> **What to do**
Reproduce, word for word, the passage of the Douglas water system master plan text that begins with the words "The water treatment plant would" and ends with the words "Water Act amendments.".

> **Page excerpt**
>>>

The project is a Water System Master Plan for the City of Douglas and
the adjacent areas served by the City of Douglas. There are currently
2,275 taps within the corporate limits of the City of Douglas and
approximately 75 outside the city limits. A population of 5,800 is
served. These areas include users along the Little Box Elder Spring
transmission line, Sheep Mountain Well transmission line, and the
Ridgewater Estates Improvement and Service District. The city currently
has three sources of potable water: 1) the Little Box Elder Spring, 2)
the Water Treatment Plant located along the North Platte River, and 3)
the Sheep Mountain Well. The Master Plan would evaluate the existing
transmission and distribution system and examine the ability of the
sources in the system to meet the current demands and future demands in
the anticipated areas of growth in Douglas. Hydraulic modeling would
isolate the cause for low water pressure problems in two areas of the
city, Riverbend Subdivision and Frontier Village. Potential system
modifications would be considered to meet current and projected growth
areas which are experiencing inadequate system pressures. Preliminary
designs would be evaluated to determine potential solutions and costs
for remedying transmission, distribution and zoning problems.
In addition to the hydraulic modeling and transmission and distribution
system evaluation, treatment of the potable water sources would be
evaluated. The water treatment plant was constructed in the early
1980's. Treatment and disinfection requirements have become more strict
since that time by amendments to the Safe Drinking Water Act.
Specifically in question is the chlorine contact time (CT) and chlorine
residual at the water treatment plant. Additionally, the Disinfection
Rule will require the city to meet CT requirements for the Sheep
Mountain Well and the Little Box Elder Spring. There are currently over
30 domestic taps ahead of the point of chlorination on the Spring
Transmission Line. Access to the spring is limited and will need to be
improved if the point of chlorination is moved to the spring house.
The City of Douglas has experienced steady growth since the late 1980's.
Additional potable water sources have been added to meet the increasing
demands in the system. However, the entire transmission, distribution
and storage system has not been evaluated or updated.
The City of Douglas' water transmission and distribution system contains
cast iron pipelines which were constructed in the 1940's. These
portions of the system are undersized and maintenance intensive.
Portions of the distribution system do not meet the requirements for
minimum operating pressure as required by the Wyoming Department of
Environmental Quality. This poses a potential health risk in terms of
cross connections and the potentially disastrous effects of restricted
The water treatment plant and the Sheep Mountain well have been added to
the system over the years. As they were added to the system, the
impacts of each source on the entire system was never thoroughly
evaluated. Currently there are several hydraulic limitations and
"bottlenecks" in the transmission and distribution system caused by the
three sources competing to supply the demands. All of the sources enter
the system along the northwest edge of the city; consequently, the tank
on this side of town is always full while the tank serving the greater
area on the east side of the city is commonly less than half full.
The water treatment plant would not currently meet the EPA disinfection
requirements if it was operated at full capacity. Additionally, a
thorough evaluation of the treatment train and techniques needs to be
performed to verify compliance with all of the rules and regulations in
the Safe Drinking Water Act amendments.
Sear-Brown has been hired to complete a Level II study. The contract
will be completed in 1998.
RECOMMENDED LEGISLATIVE ACTION:
No legislative action is needed at this time.

<<<

> **Dataset content**
>>>

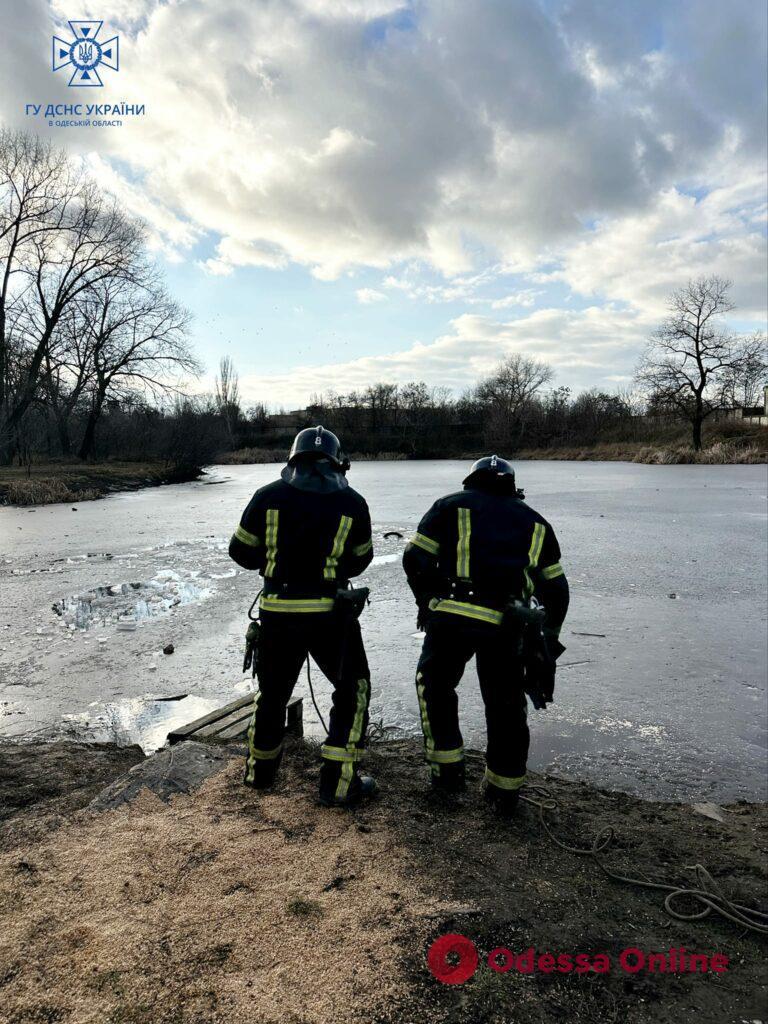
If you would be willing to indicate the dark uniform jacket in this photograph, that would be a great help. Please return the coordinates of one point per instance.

<<<

> **Task result**
The water treatment plant would not currently meet the EPA disinfection
requirements if it was operated at full capacity. Additionally, a
thorough evaluation of the treatment train and techniques needs to be
performed to verify compliance with all of the rules and regulations in
the Safe Drinking Water Act amendments.